---------- Raw records ----------
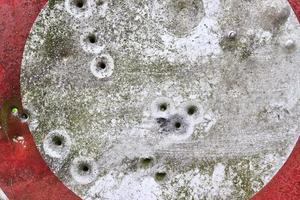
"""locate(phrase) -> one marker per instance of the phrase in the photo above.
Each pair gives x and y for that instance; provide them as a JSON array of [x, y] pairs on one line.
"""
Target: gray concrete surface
[[162, 99]]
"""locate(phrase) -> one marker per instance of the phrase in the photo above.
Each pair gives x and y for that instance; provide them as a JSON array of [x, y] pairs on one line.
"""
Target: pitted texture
[[245, 89]]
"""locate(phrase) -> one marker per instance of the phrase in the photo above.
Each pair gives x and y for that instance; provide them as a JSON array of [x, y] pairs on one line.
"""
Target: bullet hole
[[161, 120], [146, 162], [290, 44], [100, 2], [191, 110], [84, 170], [24, 117], [173, 124], [57, 144], [57, 140], [79, 3], [102, 66], [163, 107], [177, 125], [160, 176], [14, 111], [232, 35], [92, 38], [84, 167]]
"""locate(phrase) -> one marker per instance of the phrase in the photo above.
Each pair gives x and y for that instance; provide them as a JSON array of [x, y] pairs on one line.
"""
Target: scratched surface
[[280, 188], [164, 99]]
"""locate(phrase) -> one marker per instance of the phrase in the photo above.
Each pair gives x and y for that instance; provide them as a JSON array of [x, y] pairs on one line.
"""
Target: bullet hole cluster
[[176, 121]]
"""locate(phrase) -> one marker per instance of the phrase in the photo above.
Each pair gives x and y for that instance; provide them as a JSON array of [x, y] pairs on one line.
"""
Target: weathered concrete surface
[[206, 107]]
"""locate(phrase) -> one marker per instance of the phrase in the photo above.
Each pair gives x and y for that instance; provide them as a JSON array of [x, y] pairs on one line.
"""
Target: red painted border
[[23, 172]]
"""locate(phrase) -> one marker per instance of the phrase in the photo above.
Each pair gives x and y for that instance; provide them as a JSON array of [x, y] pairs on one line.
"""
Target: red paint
[[23, 172]]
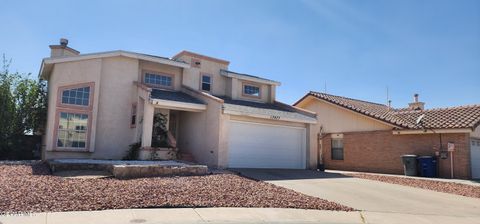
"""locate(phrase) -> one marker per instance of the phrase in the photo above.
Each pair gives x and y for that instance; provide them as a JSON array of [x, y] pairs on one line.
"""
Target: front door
[[475, 157]]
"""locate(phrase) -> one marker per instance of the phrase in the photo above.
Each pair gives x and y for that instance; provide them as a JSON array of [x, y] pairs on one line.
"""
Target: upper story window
[[77, 96], [196, 63], [251, 90], [206, 83], [158, 79]]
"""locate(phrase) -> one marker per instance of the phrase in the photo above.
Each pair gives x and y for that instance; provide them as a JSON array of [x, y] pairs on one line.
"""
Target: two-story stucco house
[[100, 103]]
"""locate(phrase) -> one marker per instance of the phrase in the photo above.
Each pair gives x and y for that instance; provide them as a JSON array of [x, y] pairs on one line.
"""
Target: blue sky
[[358, 48]]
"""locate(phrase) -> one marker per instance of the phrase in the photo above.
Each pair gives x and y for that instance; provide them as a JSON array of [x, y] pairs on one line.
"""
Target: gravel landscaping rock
[[446, 187], [31, 188]]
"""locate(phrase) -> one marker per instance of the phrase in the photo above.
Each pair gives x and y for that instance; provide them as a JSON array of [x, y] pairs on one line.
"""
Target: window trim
[[194, 62], [75, 86], [252, 84], [172, 76], [331, 148], [88, 133], [134, 113], [201, 82]]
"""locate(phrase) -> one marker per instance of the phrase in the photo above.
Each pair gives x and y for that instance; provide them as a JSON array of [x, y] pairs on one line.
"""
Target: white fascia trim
[[268, 117], [434, 131], [115, 54], [169, 104], [252, 79]]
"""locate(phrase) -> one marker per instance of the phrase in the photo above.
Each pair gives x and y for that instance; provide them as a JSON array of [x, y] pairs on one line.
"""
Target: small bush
[[133, 150]]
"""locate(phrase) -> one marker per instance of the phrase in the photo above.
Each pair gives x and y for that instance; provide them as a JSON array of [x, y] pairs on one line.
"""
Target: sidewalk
[[230, 215], [458, 181], [188, 215]]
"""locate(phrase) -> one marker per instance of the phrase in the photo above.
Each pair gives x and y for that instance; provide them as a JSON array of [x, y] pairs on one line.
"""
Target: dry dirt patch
[[31, 188]]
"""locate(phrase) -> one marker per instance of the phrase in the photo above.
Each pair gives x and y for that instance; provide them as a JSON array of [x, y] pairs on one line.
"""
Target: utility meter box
[[451, 147]]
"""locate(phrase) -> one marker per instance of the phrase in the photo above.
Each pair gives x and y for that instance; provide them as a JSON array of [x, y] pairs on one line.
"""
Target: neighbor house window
[[251, 90], [76, 96], [158, 79], [337, 148], [72, 130], [206, 82], [134, 115], [196, 63]]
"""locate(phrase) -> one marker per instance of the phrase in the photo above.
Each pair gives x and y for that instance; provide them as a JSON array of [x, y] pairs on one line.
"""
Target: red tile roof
[[404, 118]]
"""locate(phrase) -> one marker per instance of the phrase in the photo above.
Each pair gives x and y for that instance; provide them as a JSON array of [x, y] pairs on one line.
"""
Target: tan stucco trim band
[[189, 90]]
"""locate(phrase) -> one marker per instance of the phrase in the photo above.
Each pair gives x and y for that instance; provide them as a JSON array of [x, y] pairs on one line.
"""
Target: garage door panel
[[266, 146]]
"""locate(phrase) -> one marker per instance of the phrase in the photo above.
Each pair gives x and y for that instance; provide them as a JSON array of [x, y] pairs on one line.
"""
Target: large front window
[[158, 79], [337, 148], [72, 130], [77, 96], [206, 83]]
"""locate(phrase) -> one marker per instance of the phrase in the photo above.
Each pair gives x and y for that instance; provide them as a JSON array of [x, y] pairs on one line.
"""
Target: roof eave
[[248, 78], [432, 131]]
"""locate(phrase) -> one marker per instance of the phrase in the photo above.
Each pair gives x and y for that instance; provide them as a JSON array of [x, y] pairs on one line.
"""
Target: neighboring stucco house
[[100, 103], [363, 136]]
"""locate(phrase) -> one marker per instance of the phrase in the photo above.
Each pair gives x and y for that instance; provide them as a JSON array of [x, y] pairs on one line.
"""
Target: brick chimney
[[62, 50], [416, 105]]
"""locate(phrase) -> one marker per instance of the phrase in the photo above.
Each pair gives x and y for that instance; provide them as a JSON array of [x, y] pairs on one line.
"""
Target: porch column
[[147, 127]]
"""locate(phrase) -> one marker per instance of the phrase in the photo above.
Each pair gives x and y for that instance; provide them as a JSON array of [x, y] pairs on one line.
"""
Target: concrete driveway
[[380, 202]]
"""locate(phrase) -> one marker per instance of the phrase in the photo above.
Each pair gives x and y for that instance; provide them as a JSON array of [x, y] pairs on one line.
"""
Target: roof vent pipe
[[63, 42]]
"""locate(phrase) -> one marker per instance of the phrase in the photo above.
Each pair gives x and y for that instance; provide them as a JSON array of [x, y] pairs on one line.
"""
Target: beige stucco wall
[[177, 73], [264, 91], [476, 133], [311, 152], [192, 75], [115, 102], [334, 119]]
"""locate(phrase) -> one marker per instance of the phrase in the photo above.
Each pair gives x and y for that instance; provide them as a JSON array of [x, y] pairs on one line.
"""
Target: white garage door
[[253, 145], [475, 156]]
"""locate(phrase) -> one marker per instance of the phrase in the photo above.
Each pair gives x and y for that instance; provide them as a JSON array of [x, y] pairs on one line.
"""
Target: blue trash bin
[[427, 166]]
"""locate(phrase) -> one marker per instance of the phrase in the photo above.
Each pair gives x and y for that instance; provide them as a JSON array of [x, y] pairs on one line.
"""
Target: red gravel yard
[[31, 188], [440, 186]]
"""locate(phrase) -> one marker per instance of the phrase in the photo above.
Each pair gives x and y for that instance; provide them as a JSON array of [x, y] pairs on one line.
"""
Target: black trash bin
[[427, 166], [409, 165]]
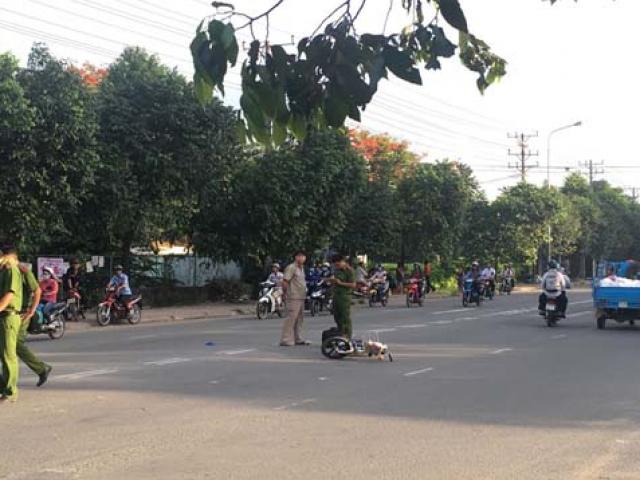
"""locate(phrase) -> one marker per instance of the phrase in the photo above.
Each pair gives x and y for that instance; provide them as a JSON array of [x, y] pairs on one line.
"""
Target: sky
[[571, 62]]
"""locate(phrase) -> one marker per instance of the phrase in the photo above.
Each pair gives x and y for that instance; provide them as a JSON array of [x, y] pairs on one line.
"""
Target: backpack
[[553, 281]]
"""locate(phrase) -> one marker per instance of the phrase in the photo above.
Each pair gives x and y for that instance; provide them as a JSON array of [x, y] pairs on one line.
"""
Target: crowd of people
[[25, 304]]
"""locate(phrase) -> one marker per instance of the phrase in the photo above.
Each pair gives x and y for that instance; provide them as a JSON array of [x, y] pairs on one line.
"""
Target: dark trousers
[[562, 300]]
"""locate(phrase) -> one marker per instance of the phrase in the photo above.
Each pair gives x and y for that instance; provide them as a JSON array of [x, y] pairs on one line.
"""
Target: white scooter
[[269, 302]]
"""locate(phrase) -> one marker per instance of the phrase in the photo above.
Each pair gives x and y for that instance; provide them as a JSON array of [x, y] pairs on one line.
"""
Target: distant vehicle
[[616, 298], [112, 309]]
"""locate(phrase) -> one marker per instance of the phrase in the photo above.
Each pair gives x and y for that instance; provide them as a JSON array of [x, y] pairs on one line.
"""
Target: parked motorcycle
[[472, 292], [552, 313], [379, 293], [111, 309], [74, 306], [268, 302], [413, 293], [52, 324], [489, 290], [506, 286], [319, 298]]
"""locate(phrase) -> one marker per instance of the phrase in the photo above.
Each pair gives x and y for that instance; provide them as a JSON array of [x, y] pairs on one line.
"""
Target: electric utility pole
[[523, 153]]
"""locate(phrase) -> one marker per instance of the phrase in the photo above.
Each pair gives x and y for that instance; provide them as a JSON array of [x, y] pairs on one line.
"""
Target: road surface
[[477, 393]]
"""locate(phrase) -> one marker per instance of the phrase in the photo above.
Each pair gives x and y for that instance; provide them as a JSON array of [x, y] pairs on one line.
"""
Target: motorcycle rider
[[276, 277], [361, 275], [49, 287], [489, 275], [554, 284], [379, 280], [71, 279], [509, 275], [474, 274], [418, 276], [120, 282]]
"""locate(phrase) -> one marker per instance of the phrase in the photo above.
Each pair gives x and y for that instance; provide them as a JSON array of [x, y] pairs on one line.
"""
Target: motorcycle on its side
[[52, 324], [269, 302]]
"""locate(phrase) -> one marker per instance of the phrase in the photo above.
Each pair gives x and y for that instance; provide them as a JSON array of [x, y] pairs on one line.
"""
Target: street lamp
[[576, 124]]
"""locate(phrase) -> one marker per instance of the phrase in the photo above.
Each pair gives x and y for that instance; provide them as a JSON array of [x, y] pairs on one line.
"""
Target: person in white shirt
[[554, 284]]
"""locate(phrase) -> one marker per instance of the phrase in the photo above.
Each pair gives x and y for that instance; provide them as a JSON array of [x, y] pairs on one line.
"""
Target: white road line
[[166, 361], [450, 311], [86, 373], [501, 350], [578, 314], [143, 337], [238, 352], [296, 404], [418, 372]]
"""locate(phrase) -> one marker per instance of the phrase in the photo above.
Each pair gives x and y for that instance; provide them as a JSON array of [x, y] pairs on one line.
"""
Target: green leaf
[[298, 125], [336, 109], [279, 133], [453, 14], [204, 89], [352, 84], [216, 30], [401, 65], [441, 45]]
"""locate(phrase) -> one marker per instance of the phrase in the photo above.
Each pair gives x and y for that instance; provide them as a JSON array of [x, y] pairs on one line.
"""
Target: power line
[[592, 169], [524, 154]]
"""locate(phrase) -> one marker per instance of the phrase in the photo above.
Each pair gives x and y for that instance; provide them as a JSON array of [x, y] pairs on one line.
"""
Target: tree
[[160, 151], [278, 201], [374, 226], [17, 119], [334, 73], [523, 213], [49, 135], [435, 201]]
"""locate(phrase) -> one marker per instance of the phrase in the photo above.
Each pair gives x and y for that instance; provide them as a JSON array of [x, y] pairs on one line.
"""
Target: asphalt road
[[477, 393]]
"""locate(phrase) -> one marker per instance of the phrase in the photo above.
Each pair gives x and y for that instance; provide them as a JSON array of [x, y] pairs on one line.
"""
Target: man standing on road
----------
• _Task_:
Report every line of the rows above that contains the word "garage", copying each line in full. Matches must have the same case.

• _The reply_:
Target: garage door panel
Target: white garage door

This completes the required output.